RECORDS
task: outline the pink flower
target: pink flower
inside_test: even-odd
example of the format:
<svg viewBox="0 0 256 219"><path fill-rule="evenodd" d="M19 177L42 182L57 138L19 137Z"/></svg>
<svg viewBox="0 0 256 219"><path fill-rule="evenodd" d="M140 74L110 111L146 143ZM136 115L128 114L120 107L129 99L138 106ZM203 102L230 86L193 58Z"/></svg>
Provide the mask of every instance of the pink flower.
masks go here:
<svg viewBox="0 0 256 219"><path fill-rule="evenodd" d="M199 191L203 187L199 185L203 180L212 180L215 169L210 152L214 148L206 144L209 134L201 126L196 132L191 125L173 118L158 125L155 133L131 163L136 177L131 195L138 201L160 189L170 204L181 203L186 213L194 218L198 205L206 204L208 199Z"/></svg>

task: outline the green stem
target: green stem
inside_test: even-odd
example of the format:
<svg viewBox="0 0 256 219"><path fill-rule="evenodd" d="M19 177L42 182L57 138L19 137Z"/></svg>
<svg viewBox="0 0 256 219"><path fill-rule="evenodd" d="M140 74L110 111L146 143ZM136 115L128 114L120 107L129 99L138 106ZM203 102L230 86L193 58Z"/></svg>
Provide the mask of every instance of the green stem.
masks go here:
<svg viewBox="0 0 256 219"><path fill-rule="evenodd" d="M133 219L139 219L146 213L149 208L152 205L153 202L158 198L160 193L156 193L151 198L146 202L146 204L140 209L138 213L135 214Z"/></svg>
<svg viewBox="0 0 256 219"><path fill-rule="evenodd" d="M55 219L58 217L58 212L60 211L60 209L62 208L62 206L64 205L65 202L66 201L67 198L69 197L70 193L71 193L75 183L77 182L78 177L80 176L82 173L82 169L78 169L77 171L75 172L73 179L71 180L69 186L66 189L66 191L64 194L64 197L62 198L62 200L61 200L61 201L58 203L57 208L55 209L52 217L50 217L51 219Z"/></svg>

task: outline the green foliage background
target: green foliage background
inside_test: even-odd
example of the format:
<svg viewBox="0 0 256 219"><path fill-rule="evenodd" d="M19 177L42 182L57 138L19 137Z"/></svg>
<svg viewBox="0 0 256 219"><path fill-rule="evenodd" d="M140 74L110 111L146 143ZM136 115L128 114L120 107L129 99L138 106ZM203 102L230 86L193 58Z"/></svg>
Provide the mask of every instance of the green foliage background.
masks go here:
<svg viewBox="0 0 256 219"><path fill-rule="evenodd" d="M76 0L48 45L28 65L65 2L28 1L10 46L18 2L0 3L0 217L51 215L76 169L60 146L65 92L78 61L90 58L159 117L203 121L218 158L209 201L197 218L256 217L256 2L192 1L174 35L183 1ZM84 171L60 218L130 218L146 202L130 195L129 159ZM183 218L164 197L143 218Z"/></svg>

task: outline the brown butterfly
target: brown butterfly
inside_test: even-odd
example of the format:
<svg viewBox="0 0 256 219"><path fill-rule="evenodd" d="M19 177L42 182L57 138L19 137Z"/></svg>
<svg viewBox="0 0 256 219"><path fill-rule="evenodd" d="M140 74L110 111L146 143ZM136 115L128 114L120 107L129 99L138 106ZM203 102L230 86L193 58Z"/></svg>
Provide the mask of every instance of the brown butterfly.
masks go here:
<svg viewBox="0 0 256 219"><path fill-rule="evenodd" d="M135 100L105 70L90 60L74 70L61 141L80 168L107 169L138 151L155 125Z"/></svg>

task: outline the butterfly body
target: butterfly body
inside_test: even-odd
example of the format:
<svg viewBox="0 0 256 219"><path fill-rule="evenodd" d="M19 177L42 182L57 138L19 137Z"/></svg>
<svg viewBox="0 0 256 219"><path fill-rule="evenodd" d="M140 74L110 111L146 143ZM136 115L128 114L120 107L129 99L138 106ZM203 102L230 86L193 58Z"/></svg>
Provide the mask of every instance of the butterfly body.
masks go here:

GOAL OF THE EXERCISE
Copy out all of the rows above without changing a single character.

ANSWER TO THIS EXERCISE
task: outline the pink flower
target: pink flower
inside_test: even-odd
example of the format:
<svg viewBox="0 0 256 219"><path fill-rule="evenodd" d="M19 177L42 182L57 138L19 137Z"/></svg>
<svg viewBox="0 0 256 219"><path fill-rule="evenodd" d="M140 74L110 111L146 143ZM136 115L128 114L120 107L129 99L138 106ZM203 102L230 86L193 58Z"/></svg>
Provide the mask of every instance of the pink flower.
masks go here:
<svg viewBox="0 0 256 219"><path fill-rule="evenodd" d="M199 191L203 187L199 185L203 180L212 180L215 169L210 152L214 148L206 144L209 134L201 126L196 132L191 125L173 118L158 125L155 133L131 163L136 177L131 195L138 201L160 189L170 204L181 203L186 213L194 218L198 205L206 204L208 199Z"/></svg>

task: outline the green stem
target: green stem
inside_test: even-odd
example of the format:
<svg viewBox="0 0 256 219"><path fill-rule="evenodd" d="M19 177L42 182L57 138L19 137Z"/></svg>
<svg viewBox="0 0 256 219"><path fill-rule="evenodd" d="M140 74L110 111L146 143ZM136 115L128 114L120 107L129 99L138 106ZM203 102L230 86L193 58Z"/></svg>
Provide the mask of every instance of the green stem.
masks go here:
<svg viewBox="0 0 256 219"><path fill-rule="evenodd" d="M133 219L139 219L146 213L149 208L152 205L153 202L158 198L160 193L156 193L151 198L146 202L146 204L140 209L138 213L135 214Z"/></svg>
<svg viewBox="0 0 256 219"><path fill-rule="evenodd" d="M55 219L58 217L58 212L60 211L60 209L62 208L62 206L64 205L65 202L66 201L67 198L69 197L70 193L71 193L75 183L77 182L78 177L80 176L82 173L82 169L78 169L77 171L75 172L73 179L71 180L69 186L66 189L66 191L64 194L64 197L62 198L62 200L61 200L61 201L58 203L57 208L55 209L52 217L50 217L51 219Z"/></svg>

task: outline the green foliage background
target: green foliage background
inside_test: even-odd
example of the format:
<svg viewBox="0 0 256 219"><path fill-rule="evenodd" d="M19 177L42 182L57 138L19 137Z"/></svg>
<svg viewBox="0 0 256 219"><path fill-rule="evenodd" d="M140 74L110 111L146 143ZM136 115L128 114L120 107L129 99L138 106ZM203 102L230 86L193 58Z"/></svg>
Provide the mask of every instance of the green foliage background.
masks go here:
<svg viewBox="0 0 256 219"><path fill-rule="evenodd" d="M76 0L48 45L28 65L65 2L28 1L10 46L18 2L0 3L0 217L51 215L76 169L60 146L65 92L78 61L90 58L159 117L203 121L218 158L209 201L197 218L256 217L256 2L192 1L174 35L183 1ZM84 171L60 218L130 218L146 202L130 195L129 159ZM183 218L164 197L143 218Z"/></svg>

task: outline the brown butterfly
target: brown butterfly
inside_test: even-odd
example of the format:
<svg viewBox="0 0 256 219"><path fill-rule="evenodd" d="M19 177L42 182L57 138L19 137Z"/></svg>
<svg viewBox="0 0 256 219"><path fill-rule="evenodd" d="M140 74L110 111L146 143ZM136 115L128 114L120 107L129 99L138 106ZM203 102L230 86L193 58Z"/></svg>
Provide the mask of every instance of the brown butterfly.
masks go here:
<svg viewBox="0 0 256 219"><path fill-rule="evenodd" d="M135 100L105 70L90 60L74 70L61 141L80 168L107 169L138 151L155 125Z"/></svg>

task: outline the butterfly body
target: butterfly body
inside_test: even-odd
example of the format:
<svg viewBox="0 0 256 219"><path fill-rule="evenodd" d="M19 177L42 182L57 138L19 137Z"/></svg>
<svg viewBox="0 0 256 219"><path fill-rule="evenodd" d="M140 74L110 111L146 143ZM136 115L128 114L120 107L129 99L138 106ZM203 102L230 86L193 58Z"/></svg>
Provide the mask of every instance of the butterfly body.
masks go here:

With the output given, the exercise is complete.